***** Provided entries

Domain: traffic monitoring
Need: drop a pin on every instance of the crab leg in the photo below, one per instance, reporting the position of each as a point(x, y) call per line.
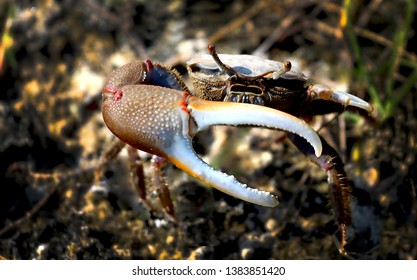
point(344, 98)
point(162, 121)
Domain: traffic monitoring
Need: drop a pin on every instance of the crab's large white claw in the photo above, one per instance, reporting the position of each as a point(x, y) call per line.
point(344, 98)
point(183, 156)
point(162, 121)
point(207, 113)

**********

* [What is asked]: Copy every one of the records above word for word, leaving out the pictures.

* [Solution below]:
Domain: traffic monitoring
Need: drop a pin on every instance of the crab leg in the photo below, one per instance, reporting the position of each as a point(x, y) call per line.
point(344, 98)
point(162, 121)
Domain: traffic monitoring
Need: drop a pin on every instance of the crab's large white claw in the photo above, one per instance, reporting the position of each as a point(x, y) call per line.
point(344, 98)
point(183, 156)
point(162, 121)
point(207, 113)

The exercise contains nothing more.